◆ Direction
Pick out every line of the records below that contains the string "picket", treating uppercase and lowercase letters as different.

================================

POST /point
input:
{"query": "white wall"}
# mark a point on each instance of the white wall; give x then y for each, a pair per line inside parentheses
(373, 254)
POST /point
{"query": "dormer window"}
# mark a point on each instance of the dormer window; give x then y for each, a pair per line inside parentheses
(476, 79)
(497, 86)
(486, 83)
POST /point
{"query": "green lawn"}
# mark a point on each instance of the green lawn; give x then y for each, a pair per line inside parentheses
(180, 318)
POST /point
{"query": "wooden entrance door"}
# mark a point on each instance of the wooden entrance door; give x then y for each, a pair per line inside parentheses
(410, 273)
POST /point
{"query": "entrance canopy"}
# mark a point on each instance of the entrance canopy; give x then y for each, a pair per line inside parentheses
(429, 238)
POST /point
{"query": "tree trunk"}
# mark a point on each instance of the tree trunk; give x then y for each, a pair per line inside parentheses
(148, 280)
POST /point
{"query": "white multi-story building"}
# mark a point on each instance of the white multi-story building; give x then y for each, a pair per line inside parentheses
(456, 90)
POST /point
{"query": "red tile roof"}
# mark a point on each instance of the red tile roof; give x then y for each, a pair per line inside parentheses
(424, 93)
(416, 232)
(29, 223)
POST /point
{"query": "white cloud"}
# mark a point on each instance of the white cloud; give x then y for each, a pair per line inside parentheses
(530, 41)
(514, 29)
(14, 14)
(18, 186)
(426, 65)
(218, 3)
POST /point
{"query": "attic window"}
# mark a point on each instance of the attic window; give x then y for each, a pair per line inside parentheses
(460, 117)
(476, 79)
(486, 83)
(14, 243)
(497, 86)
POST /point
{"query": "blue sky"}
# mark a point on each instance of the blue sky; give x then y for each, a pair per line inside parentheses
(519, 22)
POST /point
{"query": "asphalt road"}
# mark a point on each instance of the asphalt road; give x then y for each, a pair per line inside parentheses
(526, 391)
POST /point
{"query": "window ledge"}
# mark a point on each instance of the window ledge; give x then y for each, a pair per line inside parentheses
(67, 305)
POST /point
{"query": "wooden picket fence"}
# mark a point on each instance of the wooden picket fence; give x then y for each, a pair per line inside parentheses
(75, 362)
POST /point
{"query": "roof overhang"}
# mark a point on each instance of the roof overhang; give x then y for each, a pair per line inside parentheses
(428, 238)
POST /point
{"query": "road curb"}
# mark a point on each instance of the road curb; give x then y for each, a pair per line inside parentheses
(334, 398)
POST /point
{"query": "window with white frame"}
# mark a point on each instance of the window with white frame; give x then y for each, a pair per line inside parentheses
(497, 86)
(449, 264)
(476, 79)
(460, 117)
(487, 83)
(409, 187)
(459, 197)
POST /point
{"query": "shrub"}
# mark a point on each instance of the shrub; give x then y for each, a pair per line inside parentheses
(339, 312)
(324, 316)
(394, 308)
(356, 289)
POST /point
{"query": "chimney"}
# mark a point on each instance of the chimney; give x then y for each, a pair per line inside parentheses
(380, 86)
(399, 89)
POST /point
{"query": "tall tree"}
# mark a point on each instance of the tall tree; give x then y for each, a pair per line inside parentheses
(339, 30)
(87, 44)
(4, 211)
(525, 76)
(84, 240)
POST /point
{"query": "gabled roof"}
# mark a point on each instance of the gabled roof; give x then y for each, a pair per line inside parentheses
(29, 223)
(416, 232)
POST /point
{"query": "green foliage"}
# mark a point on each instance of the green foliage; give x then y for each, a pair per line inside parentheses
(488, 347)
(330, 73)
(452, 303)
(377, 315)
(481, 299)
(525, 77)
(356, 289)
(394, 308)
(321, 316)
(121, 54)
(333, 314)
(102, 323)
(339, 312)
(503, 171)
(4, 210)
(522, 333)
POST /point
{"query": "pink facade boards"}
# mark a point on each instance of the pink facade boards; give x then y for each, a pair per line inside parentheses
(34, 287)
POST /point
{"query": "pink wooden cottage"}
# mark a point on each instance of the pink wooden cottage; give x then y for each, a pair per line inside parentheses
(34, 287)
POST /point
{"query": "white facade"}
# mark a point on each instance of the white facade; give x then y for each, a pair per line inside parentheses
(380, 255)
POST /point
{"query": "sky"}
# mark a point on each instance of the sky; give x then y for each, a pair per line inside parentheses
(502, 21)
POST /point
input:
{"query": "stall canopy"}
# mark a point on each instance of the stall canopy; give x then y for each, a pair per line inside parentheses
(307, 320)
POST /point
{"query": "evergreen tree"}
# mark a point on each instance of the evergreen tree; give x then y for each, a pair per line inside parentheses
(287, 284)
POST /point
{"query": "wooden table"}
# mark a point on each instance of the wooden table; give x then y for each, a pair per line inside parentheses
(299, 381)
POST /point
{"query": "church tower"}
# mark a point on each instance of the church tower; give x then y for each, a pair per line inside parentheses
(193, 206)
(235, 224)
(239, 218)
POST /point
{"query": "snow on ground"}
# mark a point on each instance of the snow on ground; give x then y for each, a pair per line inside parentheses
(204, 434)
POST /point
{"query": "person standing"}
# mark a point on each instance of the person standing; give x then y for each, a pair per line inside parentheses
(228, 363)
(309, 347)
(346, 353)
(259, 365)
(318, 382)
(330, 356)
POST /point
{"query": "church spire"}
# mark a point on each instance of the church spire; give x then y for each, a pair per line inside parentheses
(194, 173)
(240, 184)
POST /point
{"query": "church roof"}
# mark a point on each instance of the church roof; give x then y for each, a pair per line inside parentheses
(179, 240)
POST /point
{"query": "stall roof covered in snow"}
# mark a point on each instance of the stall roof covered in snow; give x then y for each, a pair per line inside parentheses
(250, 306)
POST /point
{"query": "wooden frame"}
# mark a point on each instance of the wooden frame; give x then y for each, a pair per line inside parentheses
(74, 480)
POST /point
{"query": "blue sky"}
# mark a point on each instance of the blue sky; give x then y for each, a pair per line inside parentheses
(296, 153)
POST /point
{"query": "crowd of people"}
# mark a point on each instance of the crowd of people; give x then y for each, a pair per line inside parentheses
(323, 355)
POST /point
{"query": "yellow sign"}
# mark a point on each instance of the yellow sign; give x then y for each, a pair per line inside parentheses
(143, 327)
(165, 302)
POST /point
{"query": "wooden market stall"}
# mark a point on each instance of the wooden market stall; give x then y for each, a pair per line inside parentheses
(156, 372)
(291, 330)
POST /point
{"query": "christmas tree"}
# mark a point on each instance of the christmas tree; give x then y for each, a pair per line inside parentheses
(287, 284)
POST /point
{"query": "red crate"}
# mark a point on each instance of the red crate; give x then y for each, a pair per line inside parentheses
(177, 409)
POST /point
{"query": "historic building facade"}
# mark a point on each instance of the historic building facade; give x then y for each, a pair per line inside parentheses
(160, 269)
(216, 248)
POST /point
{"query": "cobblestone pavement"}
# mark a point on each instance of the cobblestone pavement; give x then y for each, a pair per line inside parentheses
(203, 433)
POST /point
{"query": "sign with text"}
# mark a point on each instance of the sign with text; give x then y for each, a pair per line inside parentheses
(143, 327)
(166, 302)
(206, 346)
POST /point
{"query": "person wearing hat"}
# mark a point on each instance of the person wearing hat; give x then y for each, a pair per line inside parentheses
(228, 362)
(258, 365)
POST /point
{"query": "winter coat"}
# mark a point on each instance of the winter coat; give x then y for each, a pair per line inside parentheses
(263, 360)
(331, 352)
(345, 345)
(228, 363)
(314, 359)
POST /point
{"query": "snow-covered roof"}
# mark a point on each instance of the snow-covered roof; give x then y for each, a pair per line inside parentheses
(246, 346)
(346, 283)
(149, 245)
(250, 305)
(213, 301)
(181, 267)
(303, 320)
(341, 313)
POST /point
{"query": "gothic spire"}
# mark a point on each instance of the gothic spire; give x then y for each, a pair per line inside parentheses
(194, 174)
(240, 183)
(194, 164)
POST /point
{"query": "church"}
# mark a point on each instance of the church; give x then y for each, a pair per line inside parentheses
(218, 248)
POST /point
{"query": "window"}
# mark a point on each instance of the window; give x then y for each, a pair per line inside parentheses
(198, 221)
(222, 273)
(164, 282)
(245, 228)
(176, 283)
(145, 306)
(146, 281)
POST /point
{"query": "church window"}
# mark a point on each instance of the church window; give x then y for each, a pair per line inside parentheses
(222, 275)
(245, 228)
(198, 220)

================================

◆ The response
{"query": "wooden picket fence"}
# mark a point on each instance of the wooden picket fence; give x then y for each, a pair per line inside parentheses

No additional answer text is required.